#### [Set problem]
Repeat the lines below word for word, leaving out the pictures.

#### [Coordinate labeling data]
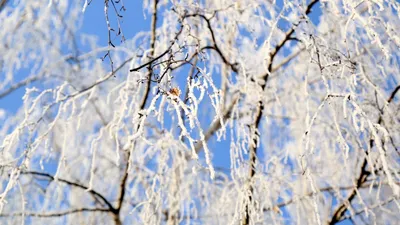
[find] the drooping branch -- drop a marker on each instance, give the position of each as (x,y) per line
(56,214)
(340,211)
(260,109)
(73,184)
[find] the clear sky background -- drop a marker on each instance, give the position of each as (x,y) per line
(94,23)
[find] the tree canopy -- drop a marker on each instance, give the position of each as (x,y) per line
(220,112)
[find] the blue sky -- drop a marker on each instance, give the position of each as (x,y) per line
(133,21)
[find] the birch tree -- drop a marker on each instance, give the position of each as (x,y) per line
(299,97)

#### [Exercise solution]
[find] the drooping branch -- drop a marker on each instance, give the position of each as (x,y) per line
(56,214)
(340,211)
(260,109)
(73,184)
[find] the clear sky background -- drop a marker on each instance, give the position of each as (x,y) per line
(94,23)
[find] the tree canopy -- drop a marker on each instance, give the position of each as (x,y) per line
(220,112)
[find] the blue sky -- drop a marker on each instance, give the position of each as (x,y) per line
(133,21)
[find] the birch tree -- drop a marker on each instance, give the position of each as (x,y) per line
(299,97)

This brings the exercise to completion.